═══ Provided records ═══
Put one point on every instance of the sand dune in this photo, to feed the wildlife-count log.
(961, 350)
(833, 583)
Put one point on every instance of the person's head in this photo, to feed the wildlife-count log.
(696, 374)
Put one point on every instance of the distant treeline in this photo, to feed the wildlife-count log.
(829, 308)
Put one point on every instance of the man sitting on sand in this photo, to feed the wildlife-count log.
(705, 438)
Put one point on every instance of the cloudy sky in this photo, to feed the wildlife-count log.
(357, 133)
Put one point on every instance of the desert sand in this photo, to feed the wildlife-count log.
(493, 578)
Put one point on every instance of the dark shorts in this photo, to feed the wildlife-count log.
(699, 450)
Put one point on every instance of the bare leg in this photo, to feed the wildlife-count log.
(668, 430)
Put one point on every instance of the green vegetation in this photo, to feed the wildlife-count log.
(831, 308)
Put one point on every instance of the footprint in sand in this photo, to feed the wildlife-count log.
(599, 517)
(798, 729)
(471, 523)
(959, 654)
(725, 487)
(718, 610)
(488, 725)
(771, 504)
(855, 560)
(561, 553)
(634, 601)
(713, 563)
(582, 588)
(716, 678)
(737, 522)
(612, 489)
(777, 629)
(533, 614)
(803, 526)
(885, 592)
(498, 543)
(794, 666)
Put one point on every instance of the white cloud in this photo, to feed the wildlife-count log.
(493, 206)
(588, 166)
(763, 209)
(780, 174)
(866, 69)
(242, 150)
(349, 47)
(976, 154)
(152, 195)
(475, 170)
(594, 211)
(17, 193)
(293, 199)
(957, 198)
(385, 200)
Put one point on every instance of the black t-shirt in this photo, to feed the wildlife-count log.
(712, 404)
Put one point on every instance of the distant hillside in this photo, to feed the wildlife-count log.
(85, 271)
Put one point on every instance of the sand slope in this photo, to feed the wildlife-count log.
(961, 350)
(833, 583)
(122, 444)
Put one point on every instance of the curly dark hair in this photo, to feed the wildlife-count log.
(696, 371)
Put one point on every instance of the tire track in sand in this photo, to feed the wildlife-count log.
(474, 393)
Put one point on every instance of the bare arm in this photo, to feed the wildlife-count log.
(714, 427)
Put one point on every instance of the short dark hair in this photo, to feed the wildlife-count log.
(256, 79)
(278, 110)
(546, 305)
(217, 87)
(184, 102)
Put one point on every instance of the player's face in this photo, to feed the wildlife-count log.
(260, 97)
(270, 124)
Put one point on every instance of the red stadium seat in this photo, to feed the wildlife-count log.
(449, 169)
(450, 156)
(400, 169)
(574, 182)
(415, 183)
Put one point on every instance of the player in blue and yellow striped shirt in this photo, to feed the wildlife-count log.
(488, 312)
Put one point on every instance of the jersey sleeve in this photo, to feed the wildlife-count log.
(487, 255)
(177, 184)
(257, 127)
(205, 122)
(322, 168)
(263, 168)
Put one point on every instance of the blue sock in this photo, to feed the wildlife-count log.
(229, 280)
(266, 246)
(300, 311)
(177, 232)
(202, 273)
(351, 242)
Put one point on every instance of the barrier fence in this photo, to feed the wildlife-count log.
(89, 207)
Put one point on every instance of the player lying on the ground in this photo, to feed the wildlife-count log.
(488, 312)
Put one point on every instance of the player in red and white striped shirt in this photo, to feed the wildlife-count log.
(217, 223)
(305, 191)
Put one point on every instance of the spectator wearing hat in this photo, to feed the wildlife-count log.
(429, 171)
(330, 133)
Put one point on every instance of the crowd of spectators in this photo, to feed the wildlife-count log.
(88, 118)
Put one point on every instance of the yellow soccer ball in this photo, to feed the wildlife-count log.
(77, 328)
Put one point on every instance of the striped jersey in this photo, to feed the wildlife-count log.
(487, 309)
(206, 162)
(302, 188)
═══
Work to complete — Write out every line of the rows above as a numbered list, leaving out any blank lines.

The result —
1. Put one point on every instance of the sand dune in this photo, to feed the wildlife-count log.
2. (961, 350)
3. (833, 583)
4. Put one point on every instance of the person's head in this photo, to feed the wildlife-count log.
5. (696, 374)
6. Put one point on every instance of the distant treeline in this photo, to feed the wildlife-count log.
7. (829, 308)
8. Put one point on every instance of the man sitting on sand in this photo, to feed the wildlife-count log.
9. (705, 438)
10. Put one point on every instance of the cloudy sky in this photo, to feed the wildlife-count log.
11. (357, 133)
12. Put one point on every instance of the desert sand in this photo, to feed the wildlife-count log.
13. (493, 578)
14. Put one point on every instance of the dark shorts in this photo, to feed the wildlife-count log.
15. (699, 450)
16. Put one point on every instance of the bare leg in this photo, to feed the wildlife-count log.
17. (668, 430)
18. Put one point on every instance of the green vegetation in this photo, to feed the wildlife-count log.
19. (831, 308)
20. Put one point on every instance of the footprint in sand in this photo, to feed the wildlife-count log.
21. (599, 517)
22. (798, 729)
23. (471, 523)
24. (959, 654)
25. (725, 487)
26. (718, 610)
27. (488, 725)
28. (771, 504)
29. (855, 560)
30. (561, 553)
31. (634, 601)
32. (713, 563)
33. (582, 588)
34. (716, 678)
35. (737, 522)
36. (612, 489)
37. (777, 629)
38. (533, 614)
39. (803, 526)
40. (885, 592)
41. (498, 543)
42. (794, 666)
43. Put one point on every instance of the white cloud in this photo, to feed the wildlife-count log.
44. (493, 206)
45. (588, 166)
46. (763, 209)
47. (780, 174)
48. (866, 69)
49. (242, 150)
50. (349, 47)
51. (976, 154)
52. (152, 195)
53. (475, 170)
54. (594, 211)
55. (17, 193)
56. (293, 199)
57. (957, 198)
58. (385, 200)
59. Put one point on every instance of the black t-shirt in this photo, to feed the wildlife-count log.
60. (712, 404)
61. Put one point on every instance of the distant hillside in this photo, to feed the wildlife-count log.
62. (85, 271)
63. Put one point on every instance of the sand slope in this photo, to feed the wildlife-count log.
64. (961, 350)
65. (833, 583)
66. (122, 444)
67. Put one point on every instance of the curly dark hair in this photo, to feed the wildlife-count log.
68. (696, 371)
69. Put one point on every instance of the tire track in sand in this photo, to feed the wildlife-count log.
70. (474, 393)
71. Put one point on every instance of the bare arm in this photo, to feed the wildlife-count log.
72. (714, 427)
73. Put one point on every instance of the short dark hair in this photo, to feed the wildlife-count log.
74. (256, 79)
75. (278, 110)
76. (546, 305)
77. (217, 87)
78. (184, 102)
79. Put one point on every instance of the player's face in this photo, to feed the wildlife-count log.
80. (260, 97)
81. (270, 124)
82. Put one point on every instance of the red stadium seat in this photo, to feed the wildlife-count log.
83. (449, 169)
84. (450, 156)
85. (400, 169)
86. (574, 182)
87. (415, 183)
88. Put one point on every instance of the player in blue and yellow striped shirt in this photo, to feed the wildlife-count log.
89. (488, 312)
90. Put one point on every instance of the jersey sleeve in this photo, to feed the wildlife-count log.
91. (487, 255)
92. (177, 184)
93. (257, 127)
94. (205, 122)
95. (322, 168)
96. (263, 168)
97. Put one point on every instance of the blue sock in this photo, to feed the wildlife-count log.
98. (229, 280)
99. (266, 246)
100. (300, 311)
101. (177, 232)
102. (202, 273)
103. (351, 242)
104. Put one point on every instance of the barrier fence in this photo, to feed the wildlife-count log.
105. (89, 207)
106. Put one point on every instance of the player lying on the ground in this photo, to feed the wildlife-count log.
107. (488, 312)
108. Put one point on every instance of the player in red and white striped shirt in this photo, to feed the wildlife-count log.
109. (217, 223)
110. (305, 191)
111. Put one point on every instance of the spectator wearing hat in this photo, to feed the wildlife-count log.
112. (429, 171)
113. (330, 133)
114. Put one point on every instance of the crowd of spectators in this photo, to feed the wildlife-count log.
115. (88, 118)
116. Put one point on every instance of the yellow soccer ball in this photo, to feed the wildlife-count log.
117. (77, 328)
118. Put one point on every instance of the striped jersey in this photo, to feed the wildlife-count log.
119. (487, 309)
120. (206, 162)
121. (302, 188)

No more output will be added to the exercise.